Provided information:
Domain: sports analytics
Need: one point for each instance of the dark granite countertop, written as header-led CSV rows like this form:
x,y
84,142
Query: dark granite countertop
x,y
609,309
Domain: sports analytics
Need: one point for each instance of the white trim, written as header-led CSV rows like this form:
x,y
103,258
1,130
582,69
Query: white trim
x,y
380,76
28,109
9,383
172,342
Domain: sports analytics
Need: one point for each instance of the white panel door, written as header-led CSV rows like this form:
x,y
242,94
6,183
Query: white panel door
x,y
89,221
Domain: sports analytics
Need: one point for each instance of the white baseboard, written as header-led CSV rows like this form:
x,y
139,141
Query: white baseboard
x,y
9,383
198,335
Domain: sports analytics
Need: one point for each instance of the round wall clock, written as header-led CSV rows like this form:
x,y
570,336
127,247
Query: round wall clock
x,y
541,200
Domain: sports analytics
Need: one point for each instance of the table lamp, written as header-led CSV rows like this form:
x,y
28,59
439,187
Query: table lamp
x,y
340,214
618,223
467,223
...
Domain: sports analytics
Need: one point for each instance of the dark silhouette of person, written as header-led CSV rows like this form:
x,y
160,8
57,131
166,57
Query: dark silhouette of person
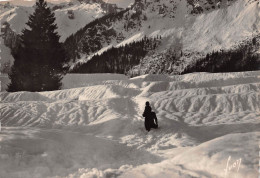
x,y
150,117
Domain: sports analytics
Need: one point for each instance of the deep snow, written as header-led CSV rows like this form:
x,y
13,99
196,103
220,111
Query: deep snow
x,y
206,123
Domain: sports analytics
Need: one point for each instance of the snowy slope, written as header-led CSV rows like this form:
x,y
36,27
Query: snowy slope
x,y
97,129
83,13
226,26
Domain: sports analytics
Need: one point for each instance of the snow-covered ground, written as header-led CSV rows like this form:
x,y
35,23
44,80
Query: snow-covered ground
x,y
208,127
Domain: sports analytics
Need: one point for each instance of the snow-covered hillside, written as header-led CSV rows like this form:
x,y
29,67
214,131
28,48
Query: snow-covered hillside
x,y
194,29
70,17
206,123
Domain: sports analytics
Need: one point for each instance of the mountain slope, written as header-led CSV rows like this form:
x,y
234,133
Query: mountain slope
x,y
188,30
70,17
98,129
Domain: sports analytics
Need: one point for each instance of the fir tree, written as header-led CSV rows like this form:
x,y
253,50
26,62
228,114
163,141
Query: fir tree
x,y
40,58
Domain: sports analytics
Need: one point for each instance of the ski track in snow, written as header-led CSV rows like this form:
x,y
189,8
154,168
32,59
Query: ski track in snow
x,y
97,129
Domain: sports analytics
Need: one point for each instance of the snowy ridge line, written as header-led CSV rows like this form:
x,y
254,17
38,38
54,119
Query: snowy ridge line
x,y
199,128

Problem description: Please identify every line above that contains the string "silhouette" and copy each one out. Case counts.

Response below:
Need: one point for each instance of the dark silhouette of person, written as header-led CSV rows like this form:
Query: dark silhouette of person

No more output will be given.